**Aufgabe A:**
Um welche Pflanze handelt es sich laut jolantha, nachdem Ina sie als Farn eingestuft hatte?
**Aufgabe B:**
Drucken Sie aus dem Seitenauszug den Text von „## jolantha (27.“ bis einschließlich „er wirklich braucht.“ unverändert ab.

**Seitenauszug:**
Ich bin über den Wuchs, bzw. Nichtwuchs meiner __ Wandelröschen recht erstaunt.
Der Busch hat sich in den knappen 3 Wochen seit dem ich sie ins Haus geholt habe echt gut entwickelt ...
  
... bei den Stämmchen tut sich hingehen noch garnichts  ... gaaarnichts ...
Habe diesbezüglich mal gegoogelt, ... erlesen habe ich mir, dass, wenn die Bedingungen der Überwinterung nicht ideal waren, die Wandelröschen wohl recht spät austreiben.
Aber dass das so unterschiedlich ist ... habe nochmal am Stamm gekratz ... grün, also noch am Leben ... ich muss mich wohl noch weiter gedulden ...


----------



## Skadi (27. Feb. 2019)

... update  ... nachdem ich die Wandelröschenstämmchen heute morgen nochmal genaustens unter die Lupe genommen habe, es zeigt sich das erste grün  ... gaaanz kleine Punkte konnte ich erkennen .


----------



## jolantha (27. Feb. 2019)

ina1912 schrieb:


> Würde das ja von der Wuchsform eher als Farn einstufen...


Danke Ina,
jetzt hab ich es gefunden, es ist ein Palmfarn, lagen wir also Beide halbrichtig.
Nun kann ich mal lesen, welche Pflege er wirklich braucht.


----------



## jolantha (19. Apr. 2019)

Hab da mal wieder was, einen __ Drachenbaum ???
Das Ding wächst einfach nur dünn und stakelig in die Höhe. 
Einfach mal halbieren ? Außerdem wüßte ich gerne, wie er richtig heißt.


----------



## Biotopfan (19. Apr. 2019)

Hei..ja, einfach abschneiden und unten wieder reinstecken...googel mal Dracena
VG Monika


----------



## jolantha (20. Apr. 2019)

**Datensätze:**
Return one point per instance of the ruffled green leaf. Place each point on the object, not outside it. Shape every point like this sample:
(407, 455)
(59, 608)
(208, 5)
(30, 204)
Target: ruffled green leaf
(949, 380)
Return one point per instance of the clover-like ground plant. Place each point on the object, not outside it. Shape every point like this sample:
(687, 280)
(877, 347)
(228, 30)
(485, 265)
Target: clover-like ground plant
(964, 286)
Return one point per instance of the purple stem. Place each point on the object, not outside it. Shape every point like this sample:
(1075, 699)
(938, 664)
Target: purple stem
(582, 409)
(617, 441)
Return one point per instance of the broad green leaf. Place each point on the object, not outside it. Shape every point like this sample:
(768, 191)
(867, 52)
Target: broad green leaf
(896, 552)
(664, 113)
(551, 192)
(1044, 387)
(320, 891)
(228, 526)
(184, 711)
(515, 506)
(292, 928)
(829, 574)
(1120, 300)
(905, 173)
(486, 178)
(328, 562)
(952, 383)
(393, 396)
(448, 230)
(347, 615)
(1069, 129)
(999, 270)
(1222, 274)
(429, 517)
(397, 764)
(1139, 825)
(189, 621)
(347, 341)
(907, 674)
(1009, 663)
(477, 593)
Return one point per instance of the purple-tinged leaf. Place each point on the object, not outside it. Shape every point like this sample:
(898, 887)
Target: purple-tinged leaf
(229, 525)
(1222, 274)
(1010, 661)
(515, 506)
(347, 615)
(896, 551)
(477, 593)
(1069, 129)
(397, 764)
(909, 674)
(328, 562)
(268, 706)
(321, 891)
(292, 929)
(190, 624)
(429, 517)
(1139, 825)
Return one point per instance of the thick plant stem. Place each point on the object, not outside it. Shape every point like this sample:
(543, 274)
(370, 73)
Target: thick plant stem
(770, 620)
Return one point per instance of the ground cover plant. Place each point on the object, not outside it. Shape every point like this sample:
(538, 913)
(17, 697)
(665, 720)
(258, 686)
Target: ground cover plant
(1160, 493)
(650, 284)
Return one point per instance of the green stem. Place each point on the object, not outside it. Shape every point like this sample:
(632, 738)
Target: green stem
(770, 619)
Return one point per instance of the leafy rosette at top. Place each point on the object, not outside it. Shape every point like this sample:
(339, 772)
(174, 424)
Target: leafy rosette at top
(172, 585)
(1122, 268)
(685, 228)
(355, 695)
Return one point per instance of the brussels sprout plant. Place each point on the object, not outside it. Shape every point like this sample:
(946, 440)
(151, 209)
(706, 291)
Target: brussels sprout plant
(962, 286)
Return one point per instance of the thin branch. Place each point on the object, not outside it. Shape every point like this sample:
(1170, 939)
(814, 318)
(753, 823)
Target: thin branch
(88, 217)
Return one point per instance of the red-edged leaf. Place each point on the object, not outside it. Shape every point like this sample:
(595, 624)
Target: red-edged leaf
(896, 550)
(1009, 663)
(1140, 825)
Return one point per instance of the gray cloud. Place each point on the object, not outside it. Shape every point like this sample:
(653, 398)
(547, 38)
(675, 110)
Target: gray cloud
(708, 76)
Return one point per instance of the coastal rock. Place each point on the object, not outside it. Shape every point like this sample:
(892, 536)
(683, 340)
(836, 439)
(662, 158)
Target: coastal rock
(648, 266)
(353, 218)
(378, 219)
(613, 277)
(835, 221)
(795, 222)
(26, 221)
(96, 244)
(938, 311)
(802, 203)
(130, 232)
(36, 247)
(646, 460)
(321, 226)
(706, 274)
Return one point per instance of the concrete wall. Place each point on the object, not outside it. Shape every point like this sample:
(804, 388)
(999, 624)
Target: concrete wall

**Erwartete Antwort A:**
Es ist ein Palmfarn.

**Erwartete Antwort B:**
## jolantha (27. Feb. 2019)

ina1912 schrieb:


> Würde das ja von der Wuchsform eher als Farn einstufen...


Danke Ina,
jetzt hab ich es gefunden, es ist ein Palmfarn, lagen wir also Beide halbrichtig.
Nun kann ich mal lesen, welche Pflege er wirklich braucht.